» **THE TASK**: All of the data is to be repeated verbatim.

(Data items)
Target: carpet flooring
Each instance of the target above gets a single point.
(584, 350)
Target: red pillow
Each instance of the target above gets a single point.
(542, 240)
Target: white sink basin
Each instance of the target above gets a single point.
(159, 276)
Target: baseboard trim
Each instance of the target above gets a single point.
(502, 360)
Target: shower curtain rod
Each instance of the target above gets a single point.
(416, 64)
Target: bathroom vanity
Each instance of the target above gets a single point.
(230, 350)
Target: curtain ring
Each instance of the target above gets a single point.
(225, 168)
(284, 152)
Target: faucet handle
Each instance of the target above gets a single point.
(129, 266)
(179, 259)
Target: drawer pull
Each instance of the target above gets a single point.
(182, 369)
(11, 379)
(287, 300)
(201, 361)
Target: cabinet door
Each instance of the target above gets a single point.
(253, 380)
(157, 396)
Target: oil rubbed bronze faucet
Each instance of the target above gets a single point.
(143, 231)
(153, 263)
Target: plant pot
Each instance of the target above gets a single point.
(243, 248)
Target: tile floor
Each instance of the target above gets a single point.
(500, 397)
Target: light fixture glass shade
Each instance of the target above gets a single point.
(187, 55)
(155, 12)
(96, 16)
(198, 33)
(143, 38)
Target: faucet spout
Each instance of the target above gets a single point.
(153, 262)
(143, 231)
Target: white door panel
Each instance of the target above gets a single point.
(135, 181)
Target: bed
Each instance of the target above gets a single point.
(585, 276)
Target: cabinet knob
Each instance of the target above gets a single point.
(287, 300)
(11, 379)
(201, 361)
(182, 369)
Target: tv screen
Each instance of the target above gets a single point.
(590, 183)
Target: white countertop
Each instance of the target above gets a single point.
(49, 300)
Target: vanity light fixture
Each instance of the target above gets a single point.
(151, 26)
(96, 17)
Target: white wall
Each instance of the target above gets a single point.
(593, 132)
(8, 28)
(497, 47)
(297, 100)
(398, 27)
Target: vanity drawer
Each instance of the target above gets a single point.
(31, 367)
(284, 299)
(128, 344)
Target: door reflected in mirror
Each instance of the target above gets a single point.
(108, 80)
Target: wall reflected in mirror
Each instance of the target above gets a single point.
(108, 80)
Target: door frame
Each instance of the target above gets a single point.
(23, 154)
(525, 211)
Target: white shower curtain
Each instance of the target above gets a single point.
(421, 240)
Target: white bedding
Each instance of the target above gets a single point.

» **OUTPUT**:
Target: carpet flooring
Each instance of the target above gets a single point.
(584, 350)
Target: red pillow
Each instance of the target above gets a single point.
(542, 240)
Target: white sink basin
Each instance of the target above gets a single point.
(159, 276)
Target: baseboard trim
Each instance of the target above gets a single point.
(502, 360)
Target: shower curtain rod
Each instance of the target above gets a single point.
(416, 64)
Target: bathroom vanity
Each instance of the target above gets a single point.
(230, 350)
Target: curtain ring
Each instance of the target above gets a single point.
(225, 168)
(284, 152)
Target: faucet handle
Each instance of the target above gets a single point.
(129, 266)
(179, 259)
Target: drawer pull
Each instance of the target above gets a single point.
(182, 369)
(11, 379)
(287, 300)
(201, 361)
Target: cabinet door
Each instance of the target above gets a single point.
(253, 380)
(157, 396)
Target: oil rubbed bronze faucet
Each instance of the target above gets a single point.
(143, 231)
(153, 263)
Target: plant pot
Each instance of the target above gets a single point.
(243, 248)
Target: tile floor
Each instance of the target above gets a single point.
(500, 397)
Target: light fixture glass shade
Each instance of the target above gets a single point.
(187, 55)
(155, 12)
(96, 16)
(198, 33)
(143, 38)
Target: faucet spout
Each instance of the target above gets a single point.
(153, 262)
(143, 231)
Target: white door panel
Each instance of the target above gets a single point.
(135, 181)
Target: bed
Each instance of the target above gets a single point.
(585, 276)
Target: cabinet knob
Each instance of the target above gets a single point.
(287, 300)
(11, 379)
(201, 361)
(182, 369)
Target: tv screen
Each instance of the target above gets a single point.
(590, 183)
Target: white countertop
Each instance of the target above gets a single point.
(49, 300)
Target: vanity light fixture
Each instance of the target above gets a single point.
(151, 26)
(96, 17)
Target: white wall
Each instance of the target above gets a single point.
(593, 132)
(8, 28)
(497, 47)
(297, 100)
(398, 27)
Target: vanity drawer
Each instance of the target above gets a single point.
(31, 367)
(284, 299)
(128, 344)
Target: door reflected in mirror
Each instance of the target above gets a single point.
(108, 80)
Target: wall reflected in mirror
Each instance of the target above gets a single point.
(108, 80)
Target: door frame
Each instance of the target above gets a single point.
(23, 154)
(525, 211)
Target: white shower curtain
Each instance of the target above gets a single point.
(421, 240)
Target: white bedding
Each instance of the target above gets a single point.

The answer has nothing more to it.